◆ 理解度チェック
1. 「秋の深い味わい」の本文のうち、「その下(健啖ぶり)は私と弟に確実に伝えられているように思う。」で始まり「先生も父も亡き今、どれもなつかしく大切な思い出だ。」で終わる部分を一字一句そのまま書き写してください。
2. 「秋の深い味わい」で、亡き父がよく知っていた名店は何の店ですか。すべて挙げてください。

◆ 本文抜粋
"""

エッセイ

秋の深い味わい


80才をこえたおば(父の妹)の思い出話によると、亡き父は若い頃からかなりの食いしん坊で、干し柿の季節になると出来上がるのが待ちきれず、毎日少しずつ軒下からしっけいしたらしい。
トロリとした百目柿も大好物だった。
そば、うなぎ、すしの名店もよく知っていて、今でいうグルメだったのだろう。
その下(健啖ぶり)は私と弟に確実に伝えられているように思う。
2人とも味へのこだわりと探究心はかなり真剣だ。
何せはずかしい話しだが、26才の頃、大作家の遠藤周作氏とはじめてお会いした時に、目の前にならべられた美しいケーキの数々に目をうばわれ、話しもそっちのけになってしまった様子に先生に大笑いされた。
先生も父も亡き今、どれもなつかしく大切な思い出だ。
秋は自然の恵みに感謝する季節。
自然から次々とおいしいものが届く。
私の診療所で働く人たちも誰もが健啖家。
いのちに向かい合う仕事はエネルギーがいる。
「さあ食べよう食べよう」
と元気なかけ声でみんなでもりもり食べている。
ウェストラインが時々気になるけれど。
特に栗のおいしさは格別だ。
栗の実がとれる秋の日をみんなで心待ちにする。
在宅ホスピスケアという仕事は患者さんの平和な日々を支えるために、私たち医療チームは心身ともに緊張して集中して働く時間が続くことがある。
去年は栗の時期にバタバタしていて注文するのを忘れてしまいがっかりした。
旬のものを旬の時に。それが一番のおいしさだから。
今年は無事注文することができて、岐阜の恵那から栗きんとんが届いた。

"""

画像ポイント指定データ
"""

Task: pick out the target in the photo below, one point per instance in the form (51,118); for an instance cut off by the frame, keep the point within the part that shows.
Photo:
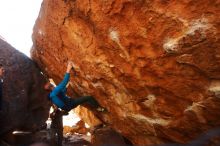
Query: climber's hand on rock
(69,67)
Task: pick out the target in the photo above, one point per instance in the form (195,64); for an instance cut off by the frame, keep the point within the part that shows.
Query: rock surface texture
(25,105)
(153,64)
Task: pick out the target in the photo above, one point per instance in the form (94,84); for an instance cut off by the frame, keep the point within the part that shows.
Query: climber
(58,94)
(1,82)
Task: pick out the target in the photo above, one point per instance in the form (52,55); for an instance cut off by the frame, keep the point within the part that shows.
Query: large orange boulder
(154,65)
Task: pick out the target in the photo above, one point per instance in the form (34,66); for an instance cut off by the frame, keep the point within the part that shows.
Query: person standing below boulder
(1,84)
(58,94)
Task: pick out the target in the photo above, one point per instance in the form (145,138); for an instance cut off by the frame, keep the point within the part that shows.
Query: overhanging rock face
(24,103)
(155,65)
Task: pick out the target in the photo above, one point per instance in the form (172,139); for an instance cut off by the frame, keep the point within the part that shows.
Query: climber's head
(1,70)
(48,86)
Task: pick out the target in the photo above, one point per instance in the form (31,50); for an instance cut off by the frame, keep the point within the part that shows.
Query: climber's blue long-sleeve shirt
(58,95)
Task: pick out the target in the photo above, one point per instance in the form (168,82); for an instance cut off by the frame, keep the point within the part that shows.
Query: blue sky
(17,21)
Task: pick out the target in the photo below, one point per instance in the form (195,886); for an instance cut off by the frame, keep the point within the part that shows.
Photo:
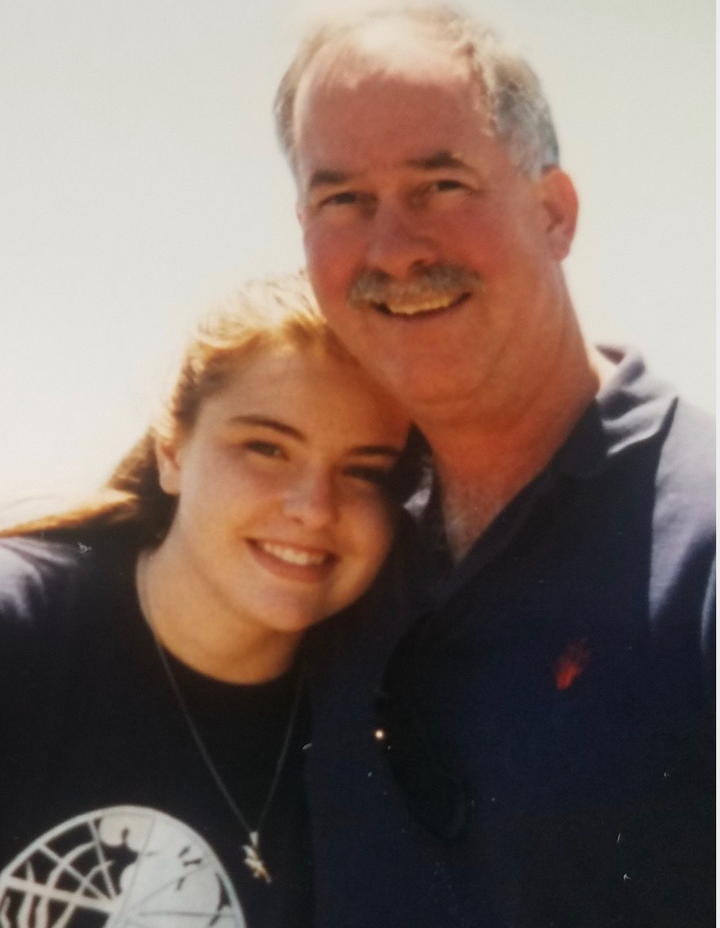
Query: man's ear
(560,204)
(168,454)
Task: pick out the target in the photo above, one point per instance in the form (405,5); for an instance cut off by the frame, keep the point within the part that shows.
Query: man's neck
(483,462)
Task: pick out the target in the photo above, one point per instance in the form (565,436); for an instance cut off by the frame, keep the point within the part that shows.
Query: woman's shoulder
(40,577)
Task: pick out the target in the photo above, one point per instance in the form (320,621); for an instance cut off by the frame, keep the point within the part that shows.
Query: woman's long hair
(266,313)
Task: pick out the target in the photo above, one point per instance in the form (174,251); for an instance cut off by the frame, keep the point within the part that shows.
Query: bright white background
(140,179)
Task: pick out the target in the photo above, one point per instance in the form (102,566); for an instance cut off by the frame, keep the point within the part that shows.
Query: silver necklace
(253,861)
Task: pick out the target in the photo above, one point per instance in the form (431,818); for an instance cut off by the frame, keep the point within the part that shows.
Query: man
(545,732)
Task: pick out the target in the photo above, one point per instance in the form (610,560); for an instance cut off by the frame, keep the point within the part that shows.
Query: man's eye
(344,198)
(441,186)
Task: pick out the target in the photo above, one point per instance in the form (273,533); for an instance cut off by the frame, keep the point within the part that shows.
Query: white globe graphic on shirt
(122,867)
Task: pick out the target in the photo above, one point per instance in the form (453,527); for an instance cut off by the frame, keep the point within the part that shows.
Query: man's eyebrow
(436,160)
(326,177)
(267,423)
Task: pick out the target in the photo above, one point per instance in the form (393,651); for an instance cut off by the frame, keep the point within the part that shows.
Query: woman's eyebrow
(377,451)
(267,423)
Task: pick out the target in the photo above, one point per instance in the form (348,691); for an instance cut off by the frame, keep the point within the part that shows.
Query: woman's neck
(199,634)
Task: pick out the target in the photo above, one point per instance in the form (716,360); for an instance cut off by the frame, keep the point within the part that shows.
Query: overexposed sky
(140,180)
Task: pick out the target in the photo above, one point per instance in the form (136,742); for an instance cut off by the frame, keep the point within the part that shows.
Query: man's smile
(426,307)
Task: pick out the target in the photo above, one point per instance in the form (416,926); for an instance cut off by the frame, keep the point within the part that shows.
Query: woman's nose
(311,499)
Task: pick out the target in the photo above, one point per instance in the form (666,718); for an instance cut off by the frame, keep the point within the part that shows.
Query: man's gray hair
(520,113)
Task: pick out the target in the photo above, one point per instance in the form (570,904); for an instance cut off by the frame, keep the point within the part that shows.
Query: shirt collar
(631,407)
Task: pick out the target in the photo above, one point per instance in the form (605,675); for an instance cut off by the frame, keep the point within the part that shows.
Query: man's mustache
(434,281)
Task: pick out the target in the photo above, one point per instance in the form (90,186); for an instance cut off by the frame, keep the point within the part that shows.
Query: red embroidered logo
(571,663)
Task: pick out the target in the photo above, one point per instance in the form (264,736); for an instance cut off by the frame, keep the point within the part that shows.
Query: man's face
(434,259)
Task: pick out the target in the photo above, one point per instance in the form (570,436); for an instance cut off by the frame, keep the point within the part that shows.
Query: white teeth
(292,555)
(426,306)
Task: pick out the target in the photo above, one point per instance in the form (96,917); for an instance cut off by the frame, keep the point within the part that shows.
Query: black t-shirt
(107,808)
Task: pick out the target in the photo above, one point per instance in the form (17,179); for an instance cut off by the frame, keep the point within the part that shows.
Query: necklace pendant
(253,861)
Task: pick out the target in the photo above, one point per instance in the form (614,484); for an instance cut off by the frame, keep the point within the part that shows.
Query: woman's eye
(265,448)
(376,476)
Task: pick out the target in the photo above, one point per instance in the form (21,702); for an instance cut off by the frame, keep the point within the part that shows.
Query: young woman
(152,710)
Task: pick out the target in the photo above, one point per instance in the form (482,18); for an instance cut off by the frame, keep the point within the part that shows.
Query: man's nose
(310,499)
(398,244)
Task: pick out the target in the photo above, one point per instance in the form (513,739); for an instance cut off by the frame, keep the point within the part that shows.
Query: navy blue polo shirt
(526,739)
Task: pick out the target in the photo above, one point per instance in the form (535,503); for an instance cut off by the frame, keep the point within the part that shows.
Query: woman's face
(281,516)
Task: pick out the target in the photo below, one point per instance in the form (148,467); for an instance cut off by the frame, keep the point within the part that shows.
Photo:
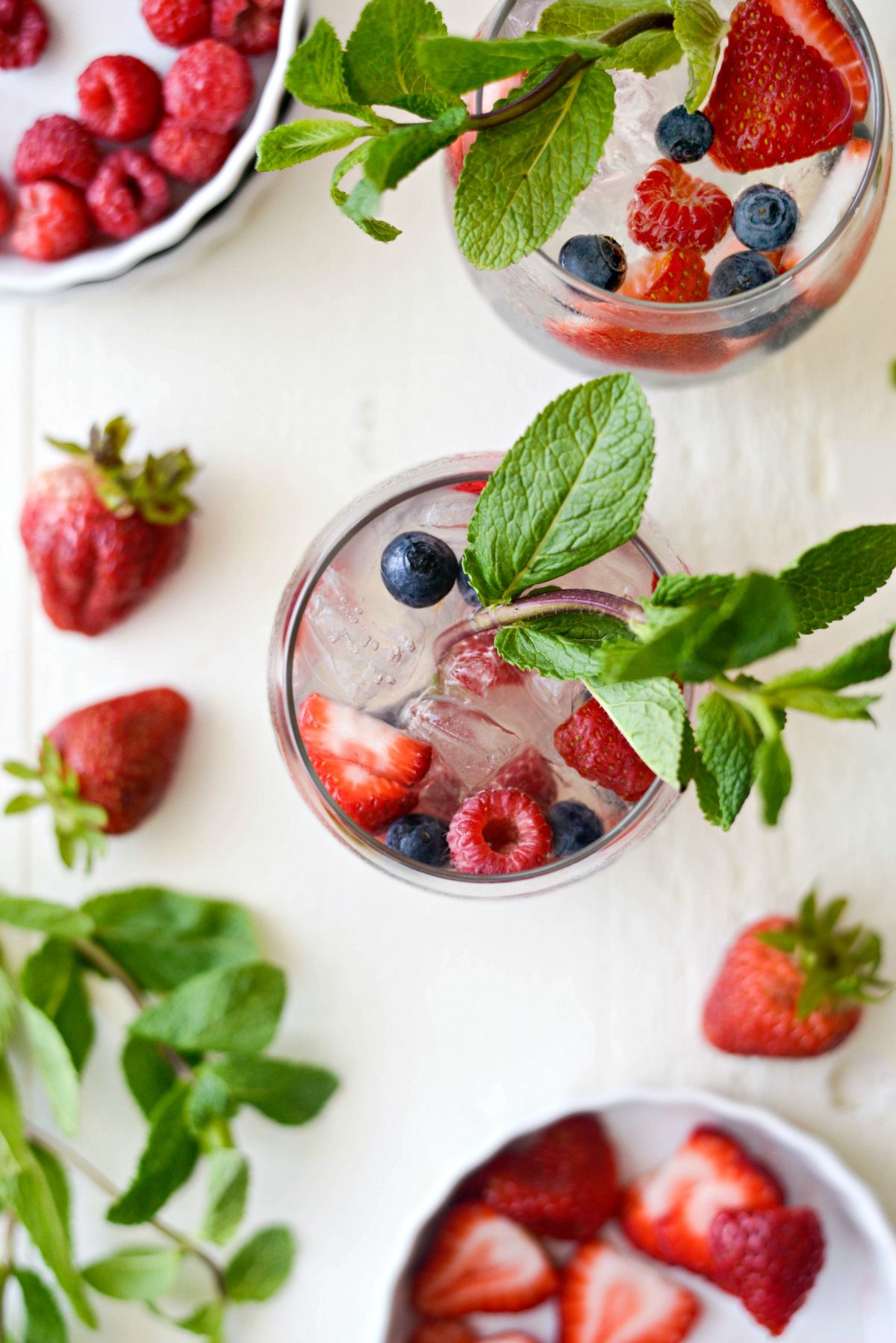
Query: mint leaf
(376,229)
(868,661)
(137,1274)
(727,736)
(832,579)
(45,1322)
(382,62)
(561,646)
(287,1092)
(258,1271)
(570,491)
(233,1009)
(167,1162)
(520,180)
(650,715)
(227,1193)
(284,146)
(700,33)
(163,937)
(774,777)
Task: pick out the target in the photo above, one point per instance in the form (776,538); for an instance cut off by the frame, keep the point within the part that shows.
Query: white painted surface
(304,363)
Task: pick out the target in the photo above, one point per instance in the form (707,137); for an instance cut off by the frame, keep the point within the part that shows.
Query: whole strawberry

"""

◆ あなたの解答
1.
その下(健啖ぶり)は私と弟に確実に伝えられているように思う。
2人とも味へのこだわりと探究心はかなり真剣だ。
何せはずかしい話しだが、26才の頃、大作家の遠藤周作氏とはじめてお会いした時に、目の前にならべられた美しいケーキの数々に目をうばわれ、話しもそっちのけになってしまった様子に先生に大笑いされた。
先生も父も亡き今、どれもなつかしく大切な思い出だ。

2. そば、うなぎ、すし